In the bacon jerky recipe, update the passage that begins with "We're lightly dusting" and ends with "your jerked meats.", changing "honey" to "maple syrup", and write that passage out in full.

--- Start of Source text ---

• 6/12 Nat'l Jerky Dau - 4

    From Dave Drum@1:2320/105 to All on Tue Jun 11 07:28:00 2024
    MMMMM----- Recipe via Meal-Master (tm) v8.06

    Title: Bacon Jerky
    Categories: Five, Pork, Rubs
    Yield: 1 Batch

    2 lb Regular cut bacon; (your gut
    - tells you thick-cut will
    - be better. But it's not)

    MMMMM--------------------------DRY RUB-------------------------------
    Brown sugar
    Coarse black pepper
    Garlic granules or powder

    NEEDED: ZipLoc (style) bags, hickory wood/chips, two
    cookie sheets, two cooling racks, offset smoker/oven
    or dehydrator.

    In order to start making your bacon jerky, first start
    by placing the cooling racks into the cookie sheets.

    This should allow the smoke to surround your meat for
    the initial cooking process.

    Note: You should find that you can work one pound of
    meat per cookie sheet, cooling rack setup.

    But, if you are using more than 2 pounds of meat or just
    could not manage to fit 1 pound of meat per sheet, then
    feel free to get some extra cookie sheets.

    After you place your meat on cookie sheets, make sure
    you leave some space between so there is a little room
    between the slices.

    Now, it is time to apply your rub ingredients.

    As opposed to smoking other meats where you mix your rub
    and liberally apply your concoction, with this recipe,
    lightly sprinkle these dry ingredients to taste.

    We're lightly dusting the garlic powder, a little
    heavier pinch of the black pepper, and a little less
    brown sugar compared to the pepper.

    This is going to give us the sweet and savory flavor
    combination we'e desiring. When you're done, flip the
    meat and apply your seasoning rubs to the other side.

    QUICK COOKING TIP: For making any jerky, do not limit
    your seasoning. You might enjoy a favorite marinade,
    salad dressing, hot sauce, srirarcha, hot dry peppers or
    a stronger dose of sugar or honey. Your potential is
    open, but, you may want to limit the amounts you put on
    so that you don't overpower your jerked meats.

--- End of Source text ---
--- Start of Provided records ---

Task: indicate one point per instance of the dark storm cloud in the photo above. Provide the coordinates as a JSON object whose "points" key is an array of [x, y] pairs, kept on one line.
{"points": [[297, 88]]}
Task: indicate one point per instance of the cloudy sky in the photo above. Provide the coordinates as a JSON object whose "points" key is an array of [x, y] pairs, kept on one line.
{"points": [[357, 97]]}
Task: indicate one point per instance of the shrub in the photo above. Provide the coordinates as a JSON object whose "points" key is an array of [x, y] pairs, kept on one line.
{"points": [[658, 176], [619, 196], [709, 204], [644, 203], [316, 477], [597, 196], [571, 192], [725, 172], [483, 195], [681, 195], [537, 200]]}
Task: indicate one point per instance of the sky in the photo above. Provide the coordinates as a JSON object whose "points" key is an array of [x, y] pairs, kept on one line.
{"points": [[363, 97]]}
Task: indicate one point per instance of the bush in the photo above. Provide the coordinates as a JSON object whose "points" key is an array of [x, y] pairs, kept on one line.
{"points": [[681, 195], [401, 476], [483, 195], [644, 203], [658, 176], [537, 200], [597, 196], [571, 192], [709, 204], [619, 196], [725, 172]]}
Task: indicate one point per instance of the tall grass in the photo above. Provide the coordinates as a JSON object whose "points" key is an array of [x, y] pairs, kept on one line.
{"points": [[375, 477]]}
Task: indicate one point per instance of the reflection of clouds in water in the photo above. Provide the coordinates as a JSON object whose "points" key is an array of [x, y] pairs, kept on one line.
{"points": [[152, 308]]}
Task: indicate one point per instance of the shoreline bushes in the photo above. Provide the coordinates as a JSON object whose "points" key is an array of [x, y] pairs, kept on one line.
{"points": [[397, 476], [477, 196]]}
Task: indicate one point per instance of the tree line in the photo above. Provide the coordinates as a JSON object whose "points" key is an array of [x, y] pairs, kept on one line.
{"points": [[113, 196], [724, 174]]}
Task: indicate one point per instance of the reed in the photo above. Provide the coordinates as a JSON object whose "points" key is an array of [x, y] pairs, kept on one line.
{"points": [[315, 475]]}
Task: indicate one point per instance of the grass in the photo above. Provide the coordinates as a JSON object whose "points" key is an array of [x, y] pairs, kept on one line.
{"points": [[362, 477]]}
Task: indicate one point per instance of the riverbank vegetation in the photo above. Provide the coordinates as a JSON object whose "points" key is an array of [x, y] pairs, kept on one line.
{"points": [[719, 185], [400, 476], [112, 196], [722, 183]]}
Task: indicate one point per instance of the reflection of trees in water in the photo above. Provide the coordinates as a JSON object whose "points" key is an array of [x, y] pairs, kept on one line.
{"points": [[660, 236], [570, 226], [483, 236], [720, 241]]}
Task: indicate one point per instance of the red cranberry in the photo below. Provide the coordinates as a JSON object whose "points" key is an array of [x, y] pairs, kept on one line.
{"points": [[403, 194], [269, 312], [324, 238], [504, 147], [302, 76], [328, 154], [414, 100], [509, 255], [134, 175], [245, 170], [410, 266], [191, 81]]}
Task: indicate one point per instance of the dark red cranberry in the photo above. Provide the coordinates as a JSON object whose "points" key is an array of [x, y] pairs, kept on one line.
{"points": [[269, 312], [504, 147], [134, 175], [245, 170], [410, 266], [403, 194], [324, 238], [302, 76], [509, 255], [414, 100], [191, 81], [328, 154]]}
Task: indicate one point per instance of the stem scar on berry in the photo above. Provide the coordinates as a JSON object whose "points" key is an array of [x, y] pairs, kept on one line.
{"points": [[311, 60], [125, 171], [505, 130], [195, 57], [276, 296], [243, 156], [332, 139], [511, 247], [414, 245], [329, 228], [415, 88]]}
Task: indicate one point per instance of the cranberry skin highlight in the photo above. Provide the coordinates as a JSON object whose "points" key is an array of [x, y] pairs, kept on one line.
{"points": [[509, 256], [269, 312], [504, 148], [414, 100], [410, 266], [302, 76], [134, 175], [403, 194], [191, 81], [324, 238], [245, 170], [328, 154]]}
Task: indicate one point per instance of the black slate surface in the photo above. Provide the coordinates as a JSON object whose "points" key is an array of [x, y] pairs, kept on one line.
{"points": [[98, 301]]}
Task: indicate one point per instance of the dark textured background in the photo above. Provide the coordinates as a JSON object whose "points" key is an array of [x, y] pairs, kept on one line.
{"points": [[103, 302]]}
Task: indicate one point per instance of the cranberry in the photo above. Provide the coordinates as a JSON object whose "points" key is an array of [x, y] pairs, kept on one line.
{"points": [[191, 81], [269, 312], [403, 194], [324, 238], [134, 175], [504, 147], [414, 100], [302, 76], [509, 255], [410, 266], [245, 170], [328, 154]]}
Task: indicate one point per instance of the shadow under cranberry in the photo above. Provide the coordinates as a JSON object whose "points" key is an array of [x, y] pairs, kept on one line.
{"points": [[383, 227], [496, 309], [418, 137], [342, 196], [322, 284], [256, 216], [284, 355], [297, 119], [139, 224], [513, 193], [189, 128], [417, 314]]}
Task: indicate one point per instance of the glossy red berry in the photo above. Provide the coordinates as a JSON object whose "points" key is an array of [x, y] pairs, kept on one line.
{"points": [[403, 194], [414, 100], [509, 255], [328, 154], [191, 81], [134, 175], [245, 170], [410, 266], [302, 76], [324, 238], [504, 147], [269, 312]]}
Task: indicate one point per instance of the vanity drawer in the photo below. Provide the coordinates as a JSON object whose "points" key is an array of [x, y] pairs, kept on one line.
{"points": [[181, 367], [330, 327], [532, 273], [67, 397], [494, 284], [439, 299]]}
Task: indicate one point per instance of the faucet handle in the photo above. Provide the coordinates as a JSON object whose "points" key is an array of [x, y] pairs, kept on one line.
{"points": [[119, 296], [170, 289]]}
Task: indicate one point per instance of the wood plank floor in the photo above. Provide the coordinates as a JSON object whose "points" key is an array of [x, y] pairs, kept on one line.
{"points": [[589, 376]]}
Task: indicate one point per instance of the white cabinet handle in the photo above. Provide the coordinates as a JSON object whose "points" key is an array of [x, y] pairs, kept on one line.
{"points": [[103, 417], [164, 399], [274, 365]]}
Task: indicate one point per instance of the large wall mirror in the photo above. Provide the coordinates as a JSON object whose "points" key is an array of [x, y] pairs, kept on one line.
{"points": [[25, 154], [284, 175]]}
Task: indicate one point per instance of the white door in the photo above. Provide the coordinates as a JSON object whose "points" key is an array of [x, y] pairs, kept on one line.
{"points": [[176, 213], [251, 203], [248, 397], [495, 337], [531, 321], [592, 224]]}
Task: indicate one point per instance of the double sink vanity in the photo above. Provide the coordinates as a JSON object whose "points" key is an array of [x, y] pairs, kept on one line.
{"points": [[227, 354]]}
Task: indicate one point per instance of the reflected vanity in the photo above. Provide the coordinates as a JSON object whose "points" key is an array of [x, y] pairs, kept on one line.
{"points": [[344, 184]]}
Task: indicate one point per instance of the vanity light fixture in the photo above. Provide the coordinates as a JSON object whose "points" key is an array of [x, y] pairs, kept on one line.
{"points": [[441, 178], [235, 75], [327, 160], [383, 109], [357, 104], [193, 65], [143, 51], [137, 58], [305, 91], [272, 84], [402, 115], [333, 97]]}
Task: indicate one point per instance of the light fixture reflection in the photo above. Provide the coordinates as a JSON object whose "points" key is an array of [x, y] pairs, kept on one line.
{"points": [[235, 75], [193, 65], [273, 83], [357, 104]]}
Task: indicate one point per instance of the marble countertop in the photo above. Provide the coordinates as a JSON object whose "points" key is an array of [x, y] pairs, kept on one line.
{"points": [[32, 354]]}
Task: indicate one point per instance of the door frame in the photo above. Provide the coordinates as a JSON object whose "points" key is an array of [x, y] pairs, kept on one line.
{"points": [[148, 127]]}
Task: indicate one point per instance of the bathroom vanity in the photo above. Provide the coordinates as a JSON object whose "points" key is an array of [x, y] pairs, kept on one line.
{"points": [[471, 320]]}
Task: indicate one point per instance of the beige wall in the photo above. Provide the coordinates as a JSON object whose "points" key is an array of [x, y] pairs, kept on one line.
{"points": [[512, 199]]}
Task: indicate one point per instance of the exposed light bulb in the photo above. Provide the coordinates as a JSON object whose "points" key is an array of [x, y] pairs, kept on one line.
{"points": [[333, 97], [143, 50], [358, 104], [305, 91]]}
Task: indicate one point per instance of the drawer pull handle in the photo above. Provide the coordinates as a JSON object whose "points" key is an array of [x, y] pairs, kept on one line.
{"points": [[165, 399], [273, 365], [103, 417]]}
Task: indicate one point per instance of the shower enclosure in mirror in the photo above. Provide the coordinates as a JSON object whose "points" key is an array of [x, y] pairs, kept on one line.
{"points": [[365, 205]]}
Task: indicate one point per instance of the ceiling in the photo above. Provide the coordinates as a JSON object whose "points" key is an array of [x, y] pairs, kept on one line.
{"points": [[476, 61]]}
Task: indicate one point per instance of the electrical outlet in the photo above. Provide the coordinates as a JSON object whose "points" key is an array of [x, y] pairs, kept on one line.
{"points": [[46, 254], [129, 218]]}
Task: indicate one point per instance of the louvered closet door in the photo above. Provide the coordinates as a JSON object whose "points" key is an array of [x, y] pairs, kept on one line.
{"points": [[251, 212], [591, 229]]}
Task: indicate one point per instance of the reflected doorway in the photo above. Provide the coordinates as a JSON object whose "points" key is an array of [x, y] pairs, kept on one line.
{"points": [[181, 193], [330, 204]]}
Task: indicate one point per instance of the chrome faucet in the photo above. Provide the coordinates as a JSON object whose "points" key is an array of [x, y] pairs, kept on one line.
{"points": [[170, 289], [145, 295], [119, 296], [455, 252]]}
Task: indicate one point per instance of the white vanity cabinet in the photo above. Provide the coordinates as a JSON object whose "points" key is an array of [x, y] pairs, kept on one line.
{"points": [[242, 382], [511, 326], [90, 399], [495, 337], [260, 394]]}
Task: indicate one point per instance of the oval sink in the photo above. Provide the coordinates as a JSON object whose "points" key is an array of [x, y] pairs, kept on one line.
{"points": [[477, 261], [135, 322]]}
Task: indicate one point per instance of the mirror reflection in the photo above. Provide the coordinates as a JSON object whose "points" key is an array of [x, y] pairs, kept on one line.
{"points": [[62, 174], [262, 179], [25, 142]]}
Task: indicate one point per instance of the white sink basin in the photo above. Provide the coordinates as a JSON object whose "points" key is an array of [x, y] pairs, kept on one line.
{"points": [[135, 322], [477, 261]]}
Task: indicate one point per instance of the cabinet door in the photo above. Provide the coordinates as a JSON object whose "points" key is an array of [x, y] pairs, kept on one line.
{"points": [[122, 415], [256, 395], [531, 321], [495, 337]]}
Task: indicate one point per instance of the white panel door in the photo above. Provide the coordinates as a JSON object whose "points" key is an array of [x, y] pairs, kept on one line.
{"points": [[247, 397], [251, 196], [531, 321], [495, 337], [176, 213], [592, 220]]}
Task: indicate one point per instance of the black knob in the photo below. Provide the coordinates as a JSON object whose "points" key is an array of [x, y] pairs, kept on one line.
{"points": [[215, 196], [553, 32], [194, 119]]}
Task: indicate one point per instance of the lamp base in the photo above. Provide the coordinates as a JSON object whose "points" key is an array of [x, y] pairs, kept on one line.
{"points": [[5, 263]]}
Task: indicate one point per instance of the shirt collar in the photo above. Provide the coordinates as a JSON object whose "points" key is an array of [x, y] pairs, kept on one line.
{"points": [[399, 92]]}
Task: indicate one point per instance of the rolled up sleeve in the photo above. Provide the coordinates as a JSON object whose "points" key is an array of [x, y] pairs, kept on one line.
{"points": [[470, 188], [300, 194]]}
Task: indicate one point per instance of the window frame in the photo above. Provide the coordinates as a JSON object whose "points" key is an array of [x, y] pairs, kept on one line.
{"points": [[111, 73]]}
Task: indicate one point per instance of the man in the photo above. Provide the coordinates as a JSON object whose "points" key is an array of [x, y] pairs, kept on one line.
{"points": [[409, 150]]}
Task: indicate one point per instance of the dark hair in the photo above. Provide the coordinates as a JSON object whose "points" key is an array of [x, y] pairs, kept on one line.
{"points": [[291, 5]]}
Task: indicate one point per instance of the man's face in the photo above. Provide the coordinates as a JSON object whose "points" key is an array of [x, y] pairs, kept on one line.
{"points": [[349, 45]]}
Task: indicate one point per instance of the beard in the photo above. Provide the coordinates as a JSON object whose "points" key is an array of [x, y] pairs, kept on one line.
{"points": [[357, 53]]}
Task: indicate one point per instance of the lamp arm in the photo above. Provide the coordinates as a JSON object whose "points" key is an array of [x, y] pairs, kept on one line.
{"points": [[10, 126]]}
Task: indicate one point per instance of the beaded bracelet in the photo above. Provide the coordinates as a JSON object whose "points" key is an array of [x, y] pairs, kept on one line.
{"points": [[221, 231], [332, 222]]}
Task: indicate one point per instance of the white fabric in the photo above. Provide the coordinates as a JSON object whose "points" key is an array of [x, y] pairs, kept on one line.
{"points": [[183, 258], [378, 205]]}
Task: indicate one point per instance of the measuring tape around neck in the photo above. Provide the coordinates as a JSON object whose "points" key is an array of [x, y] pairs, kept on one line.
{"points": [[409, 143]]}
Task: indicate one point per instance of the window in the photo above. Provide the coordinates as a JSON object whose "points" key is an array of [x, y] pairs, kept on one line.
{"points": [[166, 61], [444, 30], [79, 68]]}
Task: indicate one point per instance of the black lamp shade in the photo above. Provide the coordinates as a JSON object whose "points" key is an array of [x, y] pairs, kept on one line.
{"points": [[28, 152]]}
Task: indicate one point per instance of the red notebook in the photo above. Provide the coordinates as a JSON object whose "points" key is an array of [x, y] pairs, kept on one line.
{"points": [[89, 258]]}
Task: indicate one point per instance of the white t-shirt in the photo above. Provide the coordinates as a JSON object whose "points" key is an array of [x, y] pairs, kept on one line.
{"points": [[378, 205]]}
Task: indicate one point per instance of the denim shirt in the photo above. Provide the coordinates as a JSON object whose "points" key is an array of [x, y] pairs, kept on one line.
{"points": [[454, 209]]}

--- End of Provided records ---

> [Answer to the exercise]
We're lightly dusting the garlic powder, a little
    heavier pinch of the black pepper, and a little less
    brown sugar compared to the pepper.

    This is going to give us the sweet and savory flavor
    combination we'e desiring. When you're done, flip the
    meat and apply your seasoning rubs to the other side.

    QUICK COOKING TIP: For making any jerky, do not limit
    your seasoning. You might enjoy a favorite marinade,
    salad dressing, hot sauce, srirarcha, hot dry peppers or
    a stronger dose of sugar or maple syrup. Your potential is
    open, but, you may want to limit the amounts you put on
    so that you don't overpower your jerked meats.